Provided information Block Start
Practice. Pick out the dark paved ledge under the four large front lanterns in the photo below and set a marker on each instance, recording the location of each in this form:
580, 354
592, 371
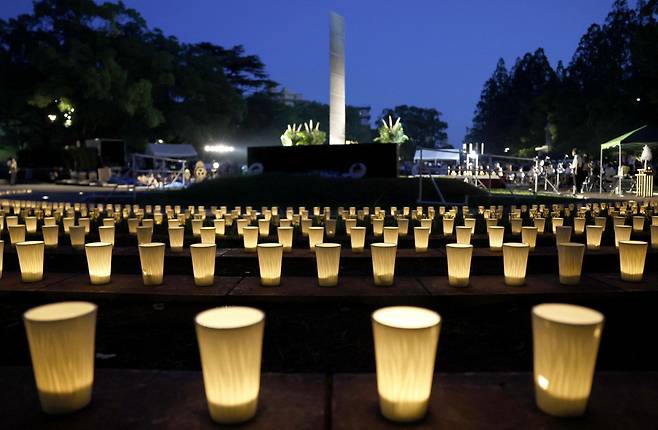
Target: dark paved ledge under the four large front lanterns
175, 400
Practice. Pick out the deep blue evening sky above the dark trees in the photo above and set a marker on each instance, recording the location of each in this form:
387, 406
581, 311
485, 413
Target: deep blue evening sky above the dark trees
429, 53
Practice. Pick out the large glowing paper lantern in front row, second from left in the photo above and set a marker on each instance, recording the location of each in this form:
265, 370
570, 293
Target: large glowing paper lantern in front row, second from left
230, 344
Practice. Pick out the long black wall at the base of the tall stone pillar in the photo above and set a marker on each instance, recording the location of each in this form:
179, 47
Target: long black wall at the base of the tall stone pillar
373, 160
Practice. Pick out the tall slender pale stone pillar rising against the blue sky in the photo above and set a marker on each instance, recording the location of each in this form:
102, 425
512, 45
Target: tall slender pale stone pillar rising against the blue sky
336, 79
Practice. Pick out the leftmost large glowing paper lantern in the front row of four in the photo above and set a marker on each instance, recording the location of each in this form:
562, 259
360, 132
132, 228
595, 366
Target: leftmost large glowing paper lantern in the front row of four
61, 338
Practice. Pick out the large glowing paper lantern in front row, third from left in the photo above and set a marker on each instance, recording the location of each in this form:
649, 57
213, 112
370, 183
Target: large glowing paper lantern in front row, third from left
406, 340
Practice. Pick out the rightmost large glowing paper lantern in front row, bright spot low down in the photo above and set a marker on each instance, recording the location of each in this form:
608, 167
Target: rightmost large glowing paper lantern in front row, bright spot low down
565, 344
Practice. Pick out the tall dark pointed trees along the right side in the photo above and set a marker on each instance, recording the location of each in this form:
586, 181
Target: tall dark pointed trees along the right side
609, 87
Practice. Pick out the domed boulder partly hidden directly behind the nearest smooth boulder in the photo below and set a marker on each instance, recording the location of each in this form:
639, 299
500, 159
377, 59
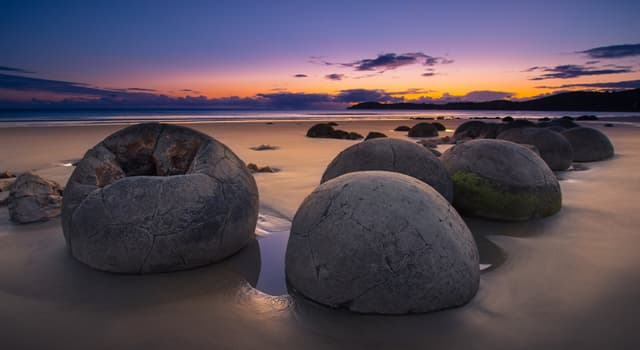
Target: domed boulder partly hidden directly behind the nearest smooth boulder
392, 155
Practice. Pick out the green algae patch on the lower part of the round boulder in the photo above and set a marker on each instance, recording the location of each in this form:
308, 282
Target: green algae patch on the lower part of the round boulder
475, 195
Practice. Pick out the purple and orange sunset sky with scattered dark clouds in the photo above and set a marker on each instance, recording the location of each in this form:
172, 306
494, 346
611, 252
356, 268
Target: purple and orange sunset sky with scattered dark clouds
310, 54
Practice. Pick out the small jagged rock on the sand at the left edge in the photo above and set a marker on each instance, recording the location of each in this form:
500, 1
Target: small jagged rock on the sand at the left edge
34, 199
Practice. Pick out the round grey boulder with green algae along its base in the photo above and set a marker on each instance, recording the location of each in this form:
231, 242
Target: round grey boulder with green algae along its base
502, 180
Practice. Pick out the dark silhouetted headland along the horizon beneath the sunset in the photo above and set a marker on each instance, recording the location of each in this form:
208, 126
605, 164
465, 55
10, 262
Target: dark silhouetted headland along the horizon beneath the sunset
621, 101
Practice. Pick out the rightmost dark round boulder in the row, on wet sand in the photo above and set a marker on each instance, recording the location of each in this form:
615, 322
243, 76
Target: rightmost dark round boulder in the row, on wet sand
589, 145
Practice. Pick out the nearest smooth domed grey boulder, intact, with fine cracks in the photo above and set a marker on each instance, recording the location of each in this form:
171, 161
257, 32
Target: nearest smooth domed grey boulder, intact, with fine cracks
381, 242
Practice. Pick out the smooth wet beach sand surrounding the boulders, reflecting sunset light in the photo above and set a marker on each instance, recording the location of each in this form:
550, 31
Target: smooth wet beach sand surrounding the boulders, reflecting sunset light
568, 281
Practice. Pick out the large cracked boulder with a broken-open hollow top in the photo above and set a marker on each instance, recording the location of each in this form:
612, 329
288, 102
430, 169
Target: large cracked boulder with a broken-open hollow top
157, 198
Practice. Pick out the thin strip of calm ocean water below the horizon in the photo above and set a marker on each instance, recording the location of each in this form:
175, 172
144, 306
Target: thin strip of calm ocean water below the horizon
17, 118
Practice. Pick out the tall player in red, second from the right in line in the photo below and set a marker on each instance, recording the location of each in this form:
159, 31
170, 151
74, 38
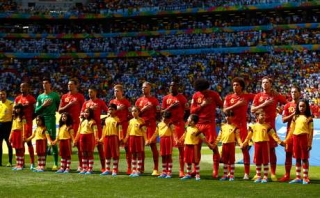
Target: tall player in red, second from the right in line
267, 100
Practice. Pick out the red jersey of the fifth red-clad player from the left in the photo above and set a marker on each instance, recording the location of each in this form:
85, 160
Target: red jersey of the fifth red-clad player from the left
151, 113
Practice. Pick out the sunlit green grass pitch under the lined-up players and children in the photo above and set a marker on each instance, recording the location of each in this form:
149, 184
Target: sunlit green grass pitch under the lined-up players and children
26, 183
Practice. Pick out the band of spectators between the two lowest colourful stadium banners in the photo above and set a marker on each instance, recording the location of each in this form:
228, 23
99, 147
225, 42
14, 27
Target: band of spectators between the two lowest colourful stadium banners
164, 42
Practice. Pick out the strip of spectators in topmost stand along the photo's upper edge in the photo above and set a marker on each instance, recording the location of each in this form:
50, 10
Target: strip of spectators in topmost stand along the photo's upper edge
Provided information Block End
The problem – Set down the data exactly as it appears, without any images.

Answer space –
Practice. Pick out the dark paved ledge under the four large front lanterns in the photo below and set a marker on each instance, recording the location of each in this form:
580, 354
592, 371
Target: dark paved ledge under the four large front lanterns
175, 400
Practice. Pick out the deep blue evening sky above the dark trees in the photo above and set a marker on each instance, recording the location of each in this form:
387, 406
581, 311
485, 413
Target: deep blue evening sky above the dark trees
429, 53
Practice. Pick out the large glowing paper lantern in front row, second from left in the photo above and set a marker on each instance, recording the location of each in this form:
265, 370
570, 293
Target: large glowing paper lantern in front row, second from left
230, 344
Practice. Pick out the long black wall at the base of the tall stone pillar in the photo above and set a marker on each instance, recording the location of each in this form:
179, 47
Target: long black wall at the base of the tall stone pillar
373, 160
Practice. Pick out the tall slender pale stone pillar rising against the blue sky in the photo above and set a marker on each instance, recording the location of each in this form:
102, 425
512, 45
Target: tall slender pale stone pillar rising against the blue sky
336, 79
Practice. Pick out the leftmost large glowing paper lantern in the front row of four in the photo above and set a marker on each instance, recording the location of each in this form:
562, 259
360, 132
132, 228
595, 366
Target: leftmost large glowing paper lantern in the front row of four
61, 338
Practice. Pick out the large glowing paper lantern in front row, third from left in the photo above and set a marker on each instance, recording the location of each in this form:
649, 57
213, 112
370, 183
Target: large glowing paper lantern in front row, third from left
406, 340
Practice. Pick out the rightmost large glowing paper lantern in front row, bright spot low down in the photo above and set a marker on each instance, recording the location of each in this form:
608, 167
Target: rightmost large glowing paper lantern in front row, bright spot low down
565, 344
Practice. Pick out the tall dark pointed trees along the right side in the photo above and set a marker on each instance, recording the location of each in this form:
586, 181
Target: tall dark pointed trees along the right side
609, 87
Practice. Pick out the domed boulder partly hidden directly behind the nearest smooth boulder in the photo below and set a marker on each instance, recording the location of each in this form:
639, 299
500, 159
377, 59
Target: domed boulder partly hidden directly behind the nearest smooth boulder
392, 155
Practice. Pick out the green algae patch on the lower part of the round boulder in the photo above and set a marker on each instance, recording the location of each in this form:
308, 282
Target: green algae patch on the lower part of the round boulder
475, 195
Practice. Pick out the purple and orange sunset sky with scattered dark clouds in the photo above and set a marker on each instance, recording the location of each in this form:
172, 306
494, 346
611, 252
356, 268
Target: purple and orange sunset sky with scattered dark clouds
310, 54
Practice. Pick out the small jagged rock on the sand at the left edge in the photo above and set a marker on each instance, recording the location of each in this form:
500, 1
Target: small jagged rock on the sand at the left edge
34, 199
Practice. Pick out the round grey boulder with green algae along its base in the photo above and set a marker on each instance, recording the location of each in this form:
231, 242
Target: round grey boulder with green algae along its base
502, 180
Practice. Pick out the dark silhouetted headland along the horizon beneath the sunset in the photo above and set a marker on each instance, recording the location of each in this form:
208, 126
605, 164
465, 55
10, 262
Target: dark silhouetted headland along the horizon beneath the sunset
621, 101
Practice. Pick out the rightmost dark round boulder in the row, on wet sand in the photo above and set a marker on each instance, recording the location of each in this form:
615, 322
243, 76
Target: rightmost dark round boulder in the row, on wet sand
589, 145
Practice. Pick out the nearest smooth domed grey boulder, intact, with fine cracks in the photo above and set a marker on each instance, recording the location of each in this form:
171, 161
257, 32
Target: nearest smooth domed grey boulder, intact, with fine cracks
381, 242
Practice. Pick out the smooth wet beach sand surrounding the boulders, reflecting sunset light in the photo above and set a marker on each instance, recording the location of each in this form:
550, 31
Target: smooth wet beach sand surrounding the boulders, reflecting sunset light
568, 281
Practice. Pick out the large cracked boulder with a broken-open hollow top in the photo above and set a marker on each instance, recording the location of each in this form:
612, 329
288, 102
430, 169
Target: large cracked boulder with a broken-open hollow top
157, 198
Practice. Pick out the thin strip of calm ocean water below the horizon in the photo above and set a marker on each instance, recording the location of each in this form:
175, 172
144, 306
Target: thin strip of calm ocean water below the horizon
17, 118
Practice. Pick out the tall player in red, second from the right in line in the photo below and set a marker on each instance, recording the location of each in this form:
159, 31
170, 151
74, 38
Target: tall player in red, second from the right in line
267, 100
Practice. Pick out the red jersey of the fifth red-clad player from the left in the photo above and set a marker on each instance, recording the location of each in this form:
85, 160
Target: red jersey of the fifth red-clad player from the left
151, 113
Practice. Pick out the sunlit green grass pitch under the lined-up players and children in the photo above and set a marker on each instance, recording the location of each in this form:
149, 184
Target: sunlit green grass pitch under the lined-up players and children
26, 183
Practice. Pick out the band of spectators between the two lowest colourful stadium banners in the photo above and set a marker on each instance, recording the location of each in this form:
228, 23
99, 147
225, 42
14, 27
Target: band of spectators between the two lowest colourful stadium banners
164, 42
Practice. Pick out the strip of spectators in topmost stand along the photo's upper edge in the photo above and set a marker on each instance, recording the location of each in this form:
50, 10
Target: strip of spectators in topmost stand along the photo's upper edge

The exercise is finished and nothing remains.